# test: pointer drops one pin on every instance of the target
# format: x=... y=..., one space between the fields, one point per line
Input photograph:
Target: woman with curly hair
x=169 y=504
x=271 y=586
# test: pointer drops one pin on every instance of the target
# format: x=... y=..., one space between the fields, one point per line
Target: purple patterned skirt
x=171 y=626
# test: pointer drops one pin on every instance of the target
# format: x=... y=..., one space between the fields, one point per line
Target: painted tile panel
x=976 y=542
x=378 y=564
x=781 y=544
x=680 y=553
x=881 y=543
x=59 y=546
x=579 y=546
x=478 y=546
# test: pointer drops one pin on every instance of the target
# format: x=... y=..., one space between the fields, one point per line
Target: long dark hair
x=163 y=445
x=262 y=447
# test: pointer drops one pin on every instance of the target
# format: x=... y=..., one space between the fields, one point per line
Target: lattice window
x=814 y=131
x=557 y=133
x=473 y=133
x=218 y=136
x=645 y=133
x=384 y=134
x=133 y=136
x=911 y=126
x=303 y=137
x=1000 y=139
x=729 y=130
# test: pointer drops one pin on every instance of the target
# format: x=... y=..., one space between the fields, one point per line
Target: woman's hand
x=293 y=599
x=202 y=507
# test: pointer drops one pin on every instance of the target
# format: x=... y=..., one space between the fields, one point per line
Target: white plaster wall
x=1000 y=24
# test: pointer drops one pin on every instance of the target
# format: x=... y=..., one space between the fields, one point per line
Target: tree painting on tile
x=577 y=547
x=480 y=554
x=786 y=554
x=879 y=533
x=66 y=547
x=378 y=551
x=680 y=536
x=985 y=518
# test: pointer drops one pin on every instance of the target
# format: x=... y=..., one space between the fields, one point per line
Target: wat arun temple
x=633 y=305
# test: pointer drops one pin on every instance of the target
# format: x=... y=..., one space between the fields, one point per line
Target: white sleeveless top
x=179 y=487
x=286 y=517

=====

Set exercise – Rewrite all of the entries above, replacing "pointer" with "marker" and leaving everything else the same.

In response –
# test: marker drops one pin on every instance of the target
# format: x=... y=..., one space between the fields, one point per line
Input photograph:
Target: woman with curly hair
x=169 y=504
x=271 y=586
# test: marker drops one pin on every instance of the target
# format: x=... y=..., one space between the fields, one point per line
Target: purple patterned skirt
x=171 y=626
# test: marker drops one pin on every instance of the target
# format: x=... y=..., one space between the fields, one point per line
Target: painted tile panel
x=976 y=542
x=378 y=564
x=781 y=544
x=680 y=553
x=881 y=543
x=59 y=546
x=579 y=546
x=478 y=546
# test: marker drops one pin on every instance of the target
# format: x=... y=..., one space between the fields, one point per line
Target: long dark hair
x=163 y=445
x=262 y=447
# test: marker drops one pin on every instance of the target
# format: x=... y=..., one space between the fields, one point per line
Target: lattice window
x=814 y=131
x=557 y=133
x=473 y=133
x=218 y=136
x=645 y=133
x=384 y=134
x=133 y=136
x=911 y=126
x=303 y=137
x=1000 y=139
x=729 y=130
# test: marker drops one pin on every instance of the target
# format: x=... y=..., one space between the fields, one point per line
Target: woman's hand
x=293 y=599
x=202 y=507
# test: marker drops one pin on every instance of the target
# format: x=... y=..., one space between the fields, one point per line
Target: white plaster wall
x=1000 y=24
# test: marker drops one pin on every instance of the target
# format: x=... y=..., one space between the fields, one point per line
Target: tree painting on tile
x=577 y=547
x=480 y=554
x=786 y=554
x=879 y=533
x=66 y=547
x=378 y=551
x=680 y=536
x=985 y=518
# test: marker drops one pin on every instance of the target
# format: x=... y=..., one space between the fields, one point per line
Target: wat arun temple
x=633 y=305
# test: marker drops one pin on every instance of the target
# format: x=... y=..., one space between the fields, one point per line
Target: white sleeveless top
x=179 y=487
x=286 y=517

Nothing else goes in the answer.